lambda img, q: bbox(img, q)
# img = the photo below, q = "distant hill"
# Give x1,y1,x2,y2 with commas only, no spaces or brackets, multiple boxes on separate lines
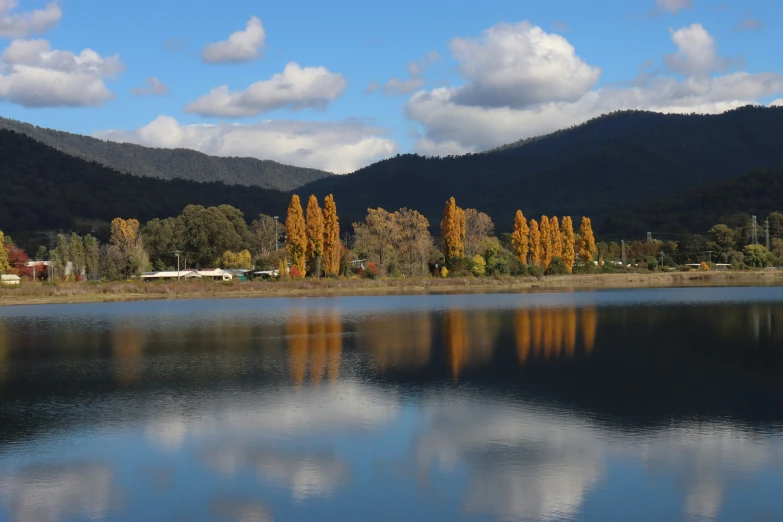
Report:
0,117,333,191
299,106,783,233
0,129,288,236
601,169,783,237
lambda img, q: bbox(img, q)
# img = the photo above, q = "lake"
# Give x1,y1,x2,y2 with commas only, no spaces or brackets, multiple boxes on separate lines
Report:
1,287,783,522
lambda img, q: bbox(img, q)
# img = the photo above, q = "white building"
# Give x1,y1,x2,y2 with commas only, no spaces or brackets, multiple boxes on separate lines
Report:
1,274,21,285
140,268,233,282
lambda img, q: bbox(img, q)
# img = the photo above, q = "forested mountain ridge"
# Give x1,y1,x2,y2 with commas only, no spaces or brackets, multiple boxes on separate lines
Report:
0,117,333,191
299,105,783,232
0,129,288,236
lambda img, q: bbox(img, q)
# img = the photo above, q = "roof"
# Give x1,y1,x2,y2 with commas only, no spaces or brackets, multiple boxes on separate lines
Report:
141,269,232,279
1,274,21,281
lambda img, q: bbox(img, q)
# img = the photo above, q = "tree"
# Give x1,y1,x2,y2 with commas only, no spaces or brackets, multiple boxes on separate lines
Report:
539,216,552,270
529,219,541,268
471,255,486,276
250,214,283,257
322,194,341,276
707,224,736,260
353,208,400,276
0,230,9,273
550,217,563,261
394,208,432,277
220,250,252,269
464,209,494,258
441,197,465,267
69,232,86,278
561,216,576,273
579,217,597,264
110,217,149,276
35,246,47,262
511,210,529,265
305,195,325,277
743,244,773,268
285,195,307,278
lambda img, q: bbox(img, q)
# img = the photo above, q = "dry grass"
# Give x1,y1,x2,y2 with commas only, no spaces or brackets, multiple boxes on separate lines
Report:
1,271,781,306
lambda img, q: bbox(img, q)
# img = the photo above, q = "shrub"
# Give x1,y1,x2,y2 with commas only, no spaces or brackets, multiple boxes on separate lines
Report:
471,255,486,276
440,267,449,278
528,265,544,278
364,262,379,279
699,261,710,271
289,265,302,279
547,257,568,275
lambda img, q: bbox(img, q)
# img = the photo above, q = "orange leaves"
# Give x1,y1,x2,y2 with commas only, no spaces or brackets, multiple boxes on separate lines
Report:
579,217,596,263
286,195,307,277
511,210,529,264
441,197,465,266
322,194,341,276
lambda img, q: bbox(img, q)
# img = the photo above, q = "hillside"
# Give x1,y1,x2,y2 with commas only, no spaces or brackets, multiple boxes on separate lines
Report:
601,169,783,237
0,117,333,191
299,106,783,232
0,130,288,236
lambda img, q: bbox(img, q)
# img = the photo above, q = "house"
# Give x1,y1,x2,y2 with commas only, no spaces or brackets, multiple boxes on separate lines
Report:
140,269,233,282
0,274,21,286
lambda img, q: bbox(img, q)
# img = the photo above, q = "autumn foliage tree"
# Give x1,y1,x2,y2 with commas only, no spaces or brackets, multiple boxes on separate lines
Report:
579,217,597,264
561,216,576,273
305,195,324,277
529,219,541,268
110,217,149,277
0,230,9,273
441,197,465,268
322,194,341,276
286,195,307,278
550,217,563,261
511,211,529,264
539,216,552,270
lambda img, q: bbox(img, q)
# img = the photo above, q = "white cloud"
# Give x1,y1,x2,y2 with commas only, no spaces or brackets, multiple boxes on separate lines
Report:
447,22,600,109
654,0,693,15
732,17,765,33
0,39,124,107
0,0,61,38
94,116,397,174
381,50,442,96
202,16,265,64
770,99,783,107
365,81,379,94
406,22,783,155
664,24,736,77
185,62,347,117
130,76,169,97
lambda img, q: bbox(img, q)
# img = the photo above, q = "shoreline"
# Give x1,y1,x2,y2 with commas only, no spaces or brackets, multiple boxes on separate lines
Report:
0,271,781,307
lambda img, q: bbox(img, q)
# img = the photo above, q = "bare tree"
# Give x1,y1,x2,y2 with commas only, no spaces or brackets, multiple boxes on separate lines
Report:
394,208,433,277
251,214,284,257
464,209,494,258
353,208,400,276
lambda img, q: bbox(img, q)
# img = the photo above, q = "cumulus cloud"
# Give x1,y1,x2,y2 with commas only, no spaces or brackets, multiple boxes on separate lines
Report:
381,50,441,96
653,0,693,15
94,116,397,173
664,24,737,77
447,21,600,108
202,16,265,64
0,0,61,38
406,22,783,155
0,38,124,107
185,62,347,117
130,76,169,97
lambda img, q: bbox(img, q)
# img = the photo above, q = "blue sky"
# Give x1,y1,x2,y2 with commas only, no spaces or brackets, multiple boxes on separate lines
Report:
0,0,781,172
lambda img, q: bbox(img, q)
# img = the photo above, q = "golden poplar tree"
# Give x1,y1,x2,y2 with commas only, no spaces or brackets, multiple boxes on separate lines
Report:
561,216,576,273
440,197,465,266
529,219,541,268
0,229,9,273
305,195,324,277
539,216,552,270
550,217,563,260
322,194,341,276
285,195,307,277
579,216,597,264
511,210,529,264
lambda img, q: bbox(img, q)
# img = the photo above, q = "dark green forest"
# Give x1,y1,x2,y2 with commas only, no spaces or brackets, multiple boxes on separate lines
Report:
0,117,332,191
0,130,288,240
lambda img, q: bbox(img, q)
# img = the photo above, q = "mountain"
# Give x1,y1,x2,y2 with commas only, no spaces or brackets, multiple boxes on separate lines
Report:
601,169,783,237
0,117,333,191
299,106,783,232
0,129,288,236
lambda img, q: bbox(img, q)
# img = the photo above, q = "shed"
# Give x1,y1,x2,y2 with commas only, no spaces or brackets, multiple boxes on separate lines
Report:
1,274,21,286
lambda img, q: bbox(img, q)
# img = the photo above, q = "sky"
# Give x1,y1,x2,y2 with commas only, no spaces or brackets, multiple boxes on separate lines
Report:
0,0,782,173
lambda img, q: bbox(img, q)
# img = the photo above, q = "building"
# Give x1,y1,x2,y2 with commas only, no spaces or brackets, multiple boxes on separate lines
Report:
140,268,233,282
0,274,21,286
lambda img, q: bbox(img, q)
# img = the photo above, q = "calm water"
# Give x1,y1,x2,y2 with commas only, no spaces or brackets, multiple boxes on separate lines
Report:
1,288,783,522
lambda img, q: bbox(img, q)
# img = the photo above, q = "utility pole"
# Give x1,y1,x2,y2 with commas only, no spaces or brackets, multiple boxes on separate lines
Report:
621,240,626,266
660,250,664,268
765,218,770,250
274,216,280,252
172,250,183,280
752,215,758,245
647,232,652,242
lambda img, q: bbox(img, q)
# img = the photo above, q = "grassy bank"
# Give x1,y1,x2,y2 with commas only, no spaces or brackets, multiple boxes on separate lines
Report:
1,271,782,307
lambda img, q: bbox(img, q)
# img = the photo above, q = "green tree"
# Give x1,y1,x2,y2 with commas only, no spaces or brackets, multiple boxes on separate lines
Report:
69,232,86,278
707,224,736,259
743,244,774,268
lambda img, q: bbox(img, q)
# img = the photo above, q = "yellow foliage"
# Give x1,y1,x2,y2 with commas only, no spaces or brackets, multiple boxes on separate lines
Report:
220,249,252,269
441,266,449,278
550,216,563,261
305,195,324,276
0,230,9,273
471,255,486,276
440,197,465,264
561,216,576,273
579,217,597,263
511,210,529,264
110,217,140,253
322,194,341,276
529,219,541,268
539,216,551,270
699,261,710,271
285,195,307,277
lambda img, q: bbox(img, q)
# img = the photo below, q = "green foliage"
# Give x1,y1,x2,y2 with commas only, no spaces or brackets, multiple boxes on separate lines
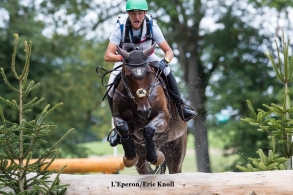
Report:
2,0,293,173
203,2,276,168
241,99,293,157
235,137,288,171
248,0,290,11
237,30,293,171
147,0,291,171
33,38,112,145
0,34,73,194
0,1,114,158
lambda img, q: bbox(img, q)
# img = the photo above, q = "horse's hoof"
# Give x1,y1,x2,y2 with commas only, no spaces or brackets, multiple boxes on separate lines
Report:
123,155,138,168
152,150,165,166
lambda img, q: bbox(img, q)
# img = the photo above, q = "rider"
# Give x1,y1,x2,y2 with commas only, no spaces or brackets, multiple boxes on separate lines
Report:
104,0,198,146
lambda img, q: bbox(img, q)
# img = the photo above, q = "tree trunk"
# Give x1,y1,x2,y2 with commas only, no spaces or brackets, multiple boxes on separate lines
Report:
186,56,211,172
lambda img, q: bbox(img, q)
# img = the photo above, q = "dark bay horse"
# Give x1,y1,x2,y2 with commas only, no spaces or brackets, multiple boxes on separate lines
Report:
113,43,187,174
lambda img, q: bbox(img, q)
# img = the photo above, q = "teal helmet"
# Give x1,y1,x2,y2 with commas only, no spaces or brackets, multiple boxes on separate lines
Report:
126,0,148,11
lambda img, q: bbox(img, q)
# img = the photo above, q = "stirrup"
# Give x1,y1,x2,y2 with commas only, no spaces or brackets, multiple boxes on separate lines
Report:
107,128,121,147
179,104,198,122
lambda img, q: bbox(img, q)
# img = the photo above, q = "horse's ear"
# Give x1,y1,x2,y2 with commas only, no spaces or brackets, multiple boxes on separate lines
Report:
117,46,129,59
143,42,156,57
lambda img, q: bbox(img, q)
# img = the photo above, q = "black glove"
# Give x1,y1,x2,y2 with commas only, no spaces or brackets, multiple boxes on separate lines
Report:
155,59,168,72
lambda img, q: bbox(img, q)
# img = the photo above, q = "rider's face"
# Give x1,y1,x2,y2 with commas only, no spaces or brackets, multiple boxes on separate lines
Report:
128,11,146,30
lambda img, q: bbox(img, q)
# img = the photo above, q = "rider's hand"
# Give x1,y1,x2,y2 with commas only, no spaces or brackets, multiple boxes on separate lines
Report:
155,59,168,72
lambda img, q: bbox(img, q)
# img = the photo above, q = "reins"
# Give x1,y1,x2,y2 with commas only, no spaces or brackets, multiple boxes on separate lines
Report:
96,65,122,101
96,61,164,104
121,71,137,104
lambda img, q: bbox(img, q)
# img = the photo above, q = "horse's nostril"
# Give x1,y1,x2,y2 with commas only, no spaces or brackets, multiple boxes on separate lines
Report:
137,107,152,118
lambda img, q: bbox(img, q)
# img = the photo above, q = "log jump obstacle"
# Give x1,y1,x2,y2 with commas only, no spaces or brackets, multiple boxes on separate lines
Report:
==
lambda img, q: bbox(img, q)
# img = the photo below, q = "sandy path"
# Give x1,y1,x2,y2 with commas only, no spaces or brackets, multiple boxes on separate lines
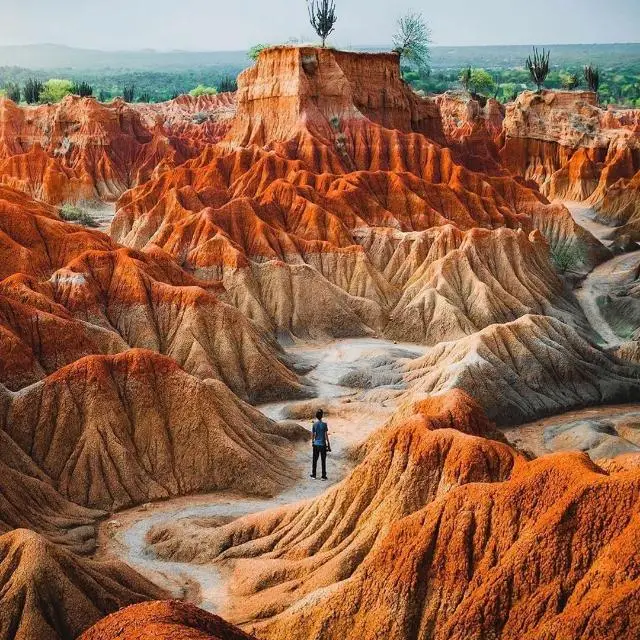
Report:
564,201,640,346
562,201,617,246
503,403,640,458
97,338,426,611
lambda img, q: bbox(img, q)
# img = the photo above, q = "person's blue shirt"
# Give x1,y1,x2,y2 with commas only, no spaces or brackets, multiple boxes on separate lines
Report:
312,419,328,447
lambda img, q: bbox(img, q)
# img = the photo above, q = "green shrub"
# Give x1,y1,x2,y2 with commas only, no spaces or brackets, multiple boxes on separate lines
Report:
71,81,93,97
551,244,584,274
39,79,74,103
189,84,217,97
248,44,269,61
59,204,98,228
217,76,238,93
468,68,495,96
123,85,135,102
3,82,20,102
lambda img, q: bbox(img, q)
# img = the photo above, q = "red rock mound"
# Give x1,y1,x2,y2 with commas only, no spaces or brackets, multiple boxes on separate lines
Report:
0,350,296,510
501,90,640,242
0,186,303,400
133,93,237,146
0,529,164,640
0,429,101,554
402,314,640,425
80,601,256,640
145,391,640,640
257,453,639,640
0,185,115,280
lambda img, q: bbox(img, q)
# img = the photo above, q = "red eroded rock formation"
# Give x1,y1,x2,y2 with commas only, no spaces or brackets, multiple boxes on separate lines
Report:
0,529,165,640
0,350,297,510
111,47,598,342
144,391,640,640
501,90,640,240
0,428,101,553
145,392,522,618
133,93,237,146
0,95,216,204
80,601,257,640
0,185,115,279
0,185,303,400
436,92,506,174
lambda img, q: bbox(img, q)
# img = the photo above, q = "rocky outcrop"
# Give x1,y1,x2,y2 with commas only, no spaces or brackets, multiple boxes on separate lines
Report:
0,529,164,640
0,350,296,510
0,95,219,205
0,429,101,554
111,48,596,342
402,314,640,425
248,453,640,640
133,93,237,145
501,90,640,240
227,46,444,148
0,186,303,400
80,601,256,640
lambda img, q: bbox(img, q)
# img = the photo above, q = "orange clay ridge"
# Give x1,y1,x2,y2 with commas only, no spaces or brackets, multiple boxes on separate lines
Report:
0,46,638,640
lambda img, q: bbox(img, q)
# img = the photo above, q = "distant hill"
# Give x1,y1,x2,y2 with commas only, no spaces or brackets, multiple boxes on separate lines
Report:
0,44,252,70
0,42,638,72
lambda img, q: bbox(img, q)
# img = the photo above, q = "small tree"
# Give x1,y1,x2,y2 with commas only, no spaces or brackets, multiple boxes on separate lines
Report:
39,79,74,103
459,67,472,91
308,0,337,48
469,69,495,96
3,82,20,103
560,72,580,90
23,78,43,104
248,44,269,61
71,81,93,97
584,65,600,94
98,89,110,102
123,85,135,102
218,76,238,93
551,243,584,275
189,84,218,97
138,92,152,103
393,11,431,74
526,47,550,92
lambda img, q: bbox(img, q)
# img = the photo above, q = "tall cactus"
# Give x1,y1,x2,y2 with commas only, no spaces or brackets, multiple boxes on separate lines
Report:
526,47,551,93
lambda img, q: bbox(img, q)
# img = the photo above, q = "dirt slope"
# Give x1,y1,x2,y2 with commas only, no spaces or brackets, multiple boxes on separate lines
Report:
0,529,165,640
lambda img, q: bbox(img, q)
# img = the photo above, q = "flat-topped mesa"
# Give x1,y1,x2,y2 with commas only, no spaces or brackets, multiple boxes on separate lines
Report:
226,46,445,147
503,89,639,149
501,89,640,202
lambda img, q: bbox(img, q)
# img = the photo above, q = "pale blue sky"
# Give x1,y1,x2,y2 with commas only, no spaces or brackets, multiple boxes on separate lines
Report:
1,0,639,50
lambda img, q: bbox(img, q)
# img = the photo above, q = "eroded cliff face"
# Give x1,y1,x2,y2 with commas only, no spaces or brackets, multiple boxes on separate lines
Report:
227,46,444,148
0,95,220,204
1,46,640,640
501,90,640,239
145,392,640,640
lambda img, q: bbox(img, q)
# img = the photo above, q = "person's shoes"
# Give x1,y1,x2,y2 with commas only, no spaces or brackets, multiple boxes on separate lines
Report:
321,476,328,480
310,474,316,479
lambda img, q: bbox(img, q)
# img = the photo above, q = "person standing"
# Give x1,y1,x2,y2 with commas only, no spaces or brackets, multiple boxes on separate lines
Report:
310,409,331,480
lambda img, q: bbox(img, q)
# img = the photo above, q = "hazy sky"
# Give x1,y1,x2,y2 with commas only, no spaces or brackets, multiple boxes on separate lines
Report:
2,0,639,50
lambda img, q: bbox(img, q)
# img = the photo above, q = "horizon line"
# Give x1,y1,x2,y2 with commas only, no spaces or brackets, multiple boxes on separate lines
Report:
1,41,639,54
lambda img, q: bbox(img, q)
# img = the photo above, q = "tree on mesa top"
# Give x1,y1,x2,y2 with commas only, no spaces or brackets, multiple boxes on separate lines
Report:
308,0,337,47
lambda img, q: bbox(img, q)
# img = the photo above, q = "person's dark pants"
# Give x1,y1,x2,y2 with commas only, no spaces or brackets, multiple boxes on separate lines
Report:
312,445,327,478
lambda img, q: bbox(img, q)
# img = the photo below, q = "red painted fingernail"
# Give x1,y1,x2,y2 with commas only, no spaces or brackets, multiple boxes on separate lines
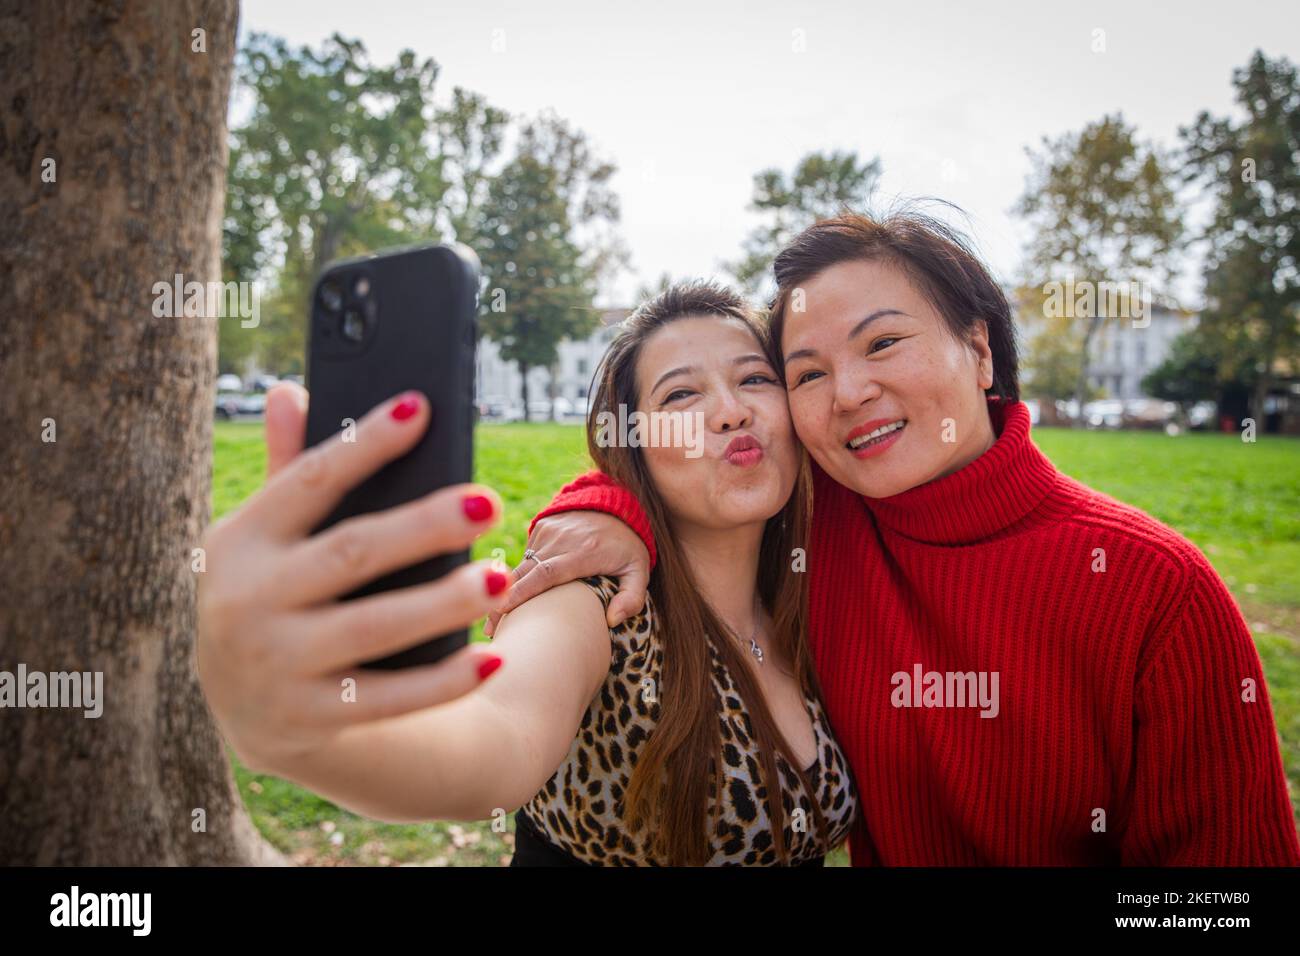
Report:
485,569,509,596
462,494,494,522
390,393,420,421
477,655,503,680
* * *
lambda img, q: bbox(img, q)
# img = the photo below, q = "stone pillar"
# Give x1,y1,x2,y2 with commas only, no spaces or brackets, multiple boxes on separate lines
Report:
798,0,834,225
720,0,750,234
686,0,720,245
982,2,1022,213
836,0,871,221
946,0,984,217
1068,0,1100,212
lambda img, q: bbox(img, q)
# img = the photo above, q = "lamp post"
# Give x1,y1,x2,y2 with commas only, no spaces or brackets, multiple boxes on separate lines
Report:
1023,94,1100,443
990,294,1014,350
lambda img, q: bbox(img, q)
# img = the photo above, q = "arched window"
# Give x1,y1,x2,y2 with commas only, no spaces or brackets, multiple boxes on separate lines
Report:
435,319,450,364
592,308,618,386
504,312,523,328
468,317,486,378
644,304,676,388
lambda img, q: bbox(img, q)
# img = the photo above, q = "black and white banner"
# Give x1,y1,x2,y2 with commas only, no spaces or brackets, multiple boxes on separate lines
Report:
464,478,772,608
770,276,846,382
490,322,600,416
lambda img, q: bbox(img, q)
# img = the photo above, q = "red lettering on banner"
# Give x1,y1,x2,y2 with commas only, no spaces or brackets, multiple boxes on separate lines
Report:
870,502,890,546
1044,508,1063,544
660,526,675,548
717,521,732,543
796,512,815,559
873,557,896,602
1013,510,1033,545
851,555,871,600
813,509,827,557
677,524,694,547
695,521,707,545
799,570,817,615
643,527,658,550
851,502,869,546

§ EXERCISE DIRECTIONS: Reply with every line of the listing that has the string "cloud".

§ RESPONSE AREA:
# img = the photo above, q = "white cloud"
# img = the photo above, q = "cumulus cloud"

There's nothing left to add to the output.